> [Task to carry out]: The lines below should be written out again in full, exactly as they are.

****

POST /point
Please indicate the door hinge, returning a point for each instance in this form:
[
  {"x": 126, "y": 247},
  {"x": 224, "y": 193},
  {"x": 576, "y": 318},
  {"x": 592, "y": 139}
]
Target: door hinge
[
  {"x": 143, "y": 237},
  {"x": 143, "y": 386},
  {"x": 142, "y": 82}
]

****

> [Written response]:
POST /point
Please indicate the door hinge, returning a point for each instance in this form:
[
  {"x": 126, "y": 247},
  {"x": 224, "y": 193},
  {"x": 576, "y": 318},
  {"x": 592, "y": 139}
]
Target: door hinge
[
  {"x": 143, "y": 237},
  {"x": 143, "y": 386},
  {"x": 142, "y": 82}
]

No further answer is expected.